[EXTRACT PROVIDED]
----------------

21 October 2015
Established in 1993, Geo Strategies Ltd offer industry-strength Data Quality Management services including geocoding. Throughout its history, the company has maintained an uncompromising focus on quality and productivity in assisting industries with relevant digital products and services to full international standards.
The business challenge
Geo Strategies provides business consultancy in Central and Eastern Europe, part of which is offering geocoding, the process of attaching geographic coordinates to an address. However, they were facing a problem in Romania as, historically, the compilation of address databases was in a very poor state, including no standardised spellings. The business challenge facing Geo Strategies was to cleanse and standardise large address databases from Romania, so they could geocode those addresses quickly and efficiently.
It was not an obvious challenge to be undertaken as an IT project, as it required considerable intellectual understanding of the complexities of a foreign language. However, Dr Peter Lane from the School of Computer Science, building on his skills as an analyst was able to design and build pattern-matching algorithms to replicate the syntax of the Romanian language. How did the University help?
As an SME, Geo Strategies found their partnership with the University of Hertfordshire a far better match than working with larger Universities closer to home. Being able to focus on the specific needs of SMEs and tailor working patterns to suit them was a major consideration to the company.

----------------

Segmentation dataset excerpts
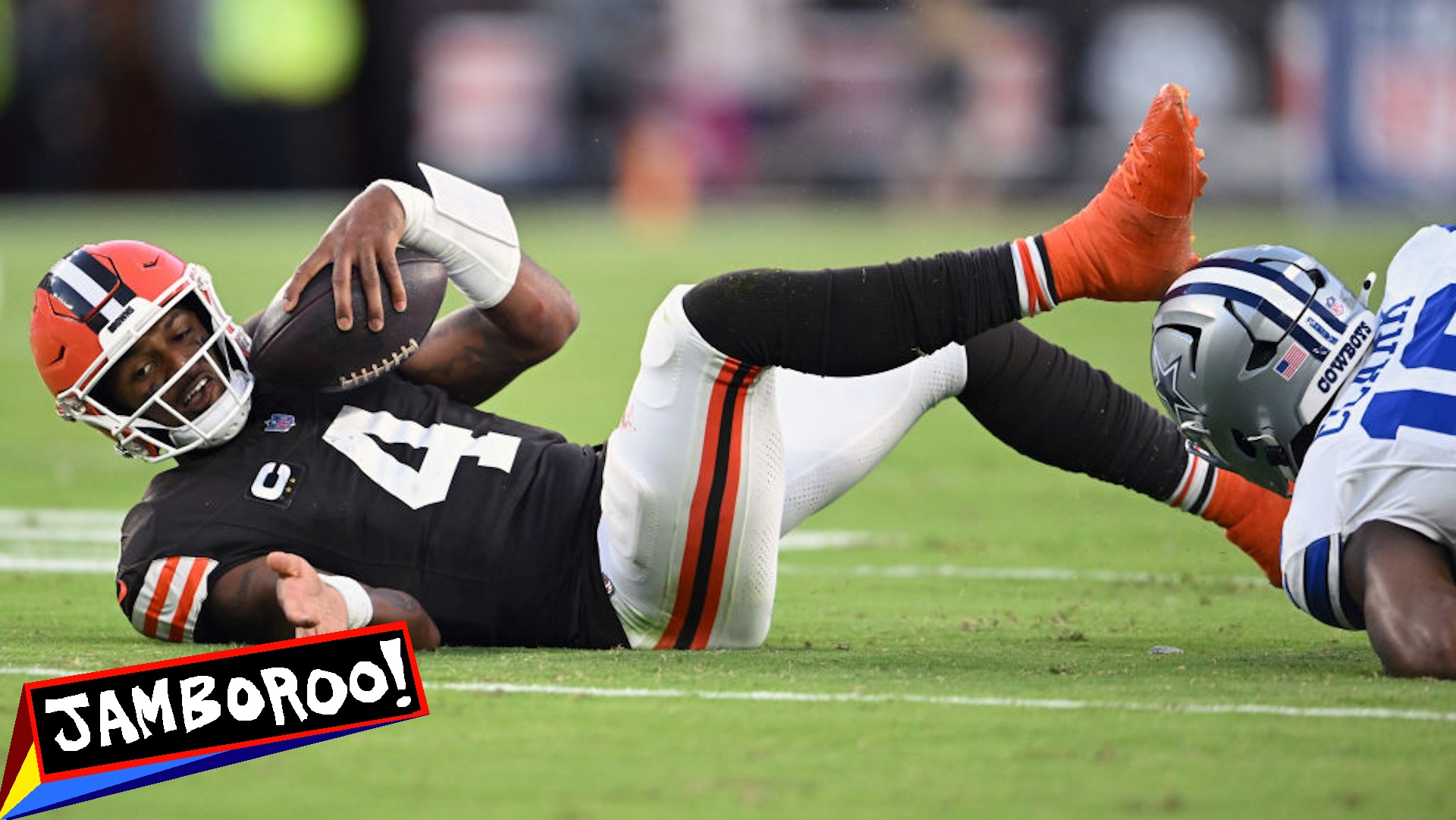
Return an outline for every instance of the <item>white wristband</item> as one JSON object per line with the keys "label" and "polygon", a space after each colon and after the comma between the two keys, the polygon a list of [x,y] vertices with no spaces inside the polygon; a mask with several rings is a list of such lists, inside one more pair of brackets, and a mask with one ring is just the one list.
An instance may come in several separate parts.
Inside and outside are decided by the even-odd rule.
{"label": "white wristband", "polygon": [[344,596],[344,609],[348,612],[349,629],[368,626],[368,622],[374,619],[374,602],[368,600],[368,591],[364,588],[364,584],[348,575],[325,575],[323,572],[319,572],[319,580],[339,590],[339,594]]}
{"label": "white wristband", "polygon": [[419,163],[430,191],[380,179],[405,207],[400,242],[440,259],[450,281],[476,307],[495,307],[515,285],[521,243],[499,194]]}

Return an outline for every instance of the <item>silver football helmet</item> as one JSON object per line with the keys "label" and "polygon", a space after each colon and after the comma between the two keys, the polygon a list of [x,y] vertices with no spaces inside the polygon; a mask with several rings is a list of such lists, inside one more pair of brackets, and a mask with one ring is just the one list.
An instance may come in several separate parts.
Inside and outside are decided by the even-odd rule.
{"label": "silver football helmet", "polygon": [[1223,251],[1179,277],[1153,315],[1152,364],[1191,447],[1289,495],[1315,424],[1374,341],[1366,297],[1278,245]]}

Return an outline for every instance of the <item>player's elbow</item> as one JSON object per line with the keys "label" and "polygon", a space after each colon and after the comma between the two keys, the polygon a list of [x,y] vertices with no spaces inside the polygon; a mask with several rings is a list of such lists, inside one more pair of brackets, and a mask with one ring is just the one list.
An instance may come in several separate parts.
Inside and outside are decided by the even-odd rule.
{"label": "player's elbow", "polygon": [[581,310],[568,293],[540,300],[531,315],[531,320],[515,326],[514,338],[515,355],[526,364],[556,355],[581,323]]}

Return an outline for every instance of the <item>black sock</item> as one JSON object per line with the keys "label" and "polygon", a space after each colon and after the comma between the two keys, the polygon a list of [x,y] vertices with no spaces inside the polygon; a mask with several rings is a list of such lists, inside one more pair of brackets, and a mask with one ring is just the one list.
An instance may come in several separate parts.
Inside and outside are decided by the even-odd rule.
{"label": "black sock", "polygon": [[1168,501],[1187,468],[1178,427],[1107,373],[1019,323],[965,344],[958,396],[1024,456]]}
{"label": "black sock", "polygon": [[820,376],[879,373],[1018,319],[1010,248],[821,271],[738,271],[683,299],[708,344],[738,361]]}

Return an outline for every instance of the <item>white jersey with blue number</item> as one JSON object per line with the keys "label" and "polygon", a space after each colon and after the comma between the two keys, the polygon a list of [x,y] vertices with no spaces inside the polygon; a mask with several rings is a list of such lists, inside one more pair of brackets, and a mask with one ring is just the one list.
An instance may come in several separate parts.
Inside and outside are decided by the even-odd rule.
{"label": "white jersey with blue number", "polygon": [[1305,456],[1281,555],[1294,604],[1364,626],[1340,558],[1373,520],[1456,545],[1456,226],[1421,229],[1390,261],[1374,345]]}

----------------

[WHAT THE EXERCISE ASKS]
Check each statement against the Geo Strategies case study. Answer yes or no for each, and quote the words from the case study that decide it.
1. Geo Strategies was founded in 1993.
2. The Romanian address databases already had standard spellings.
3. Geo Strategies found the University of Hertfordshire a better fit than larger universities closer to home.

[SOLUTION FOR THIS EXERCISE]
1. Yes: "Established in 1993, Geo Strategies Ltd offer industry-strength Data Quality Management services including geocoding."
2. No: "historically, the compilation of address databases was in a very poor state, including no standardised spellings."
3. Yes: "Geo Strategies found their partnership with the University of Hertfordshire a far better match than working with larger Universities closer to home."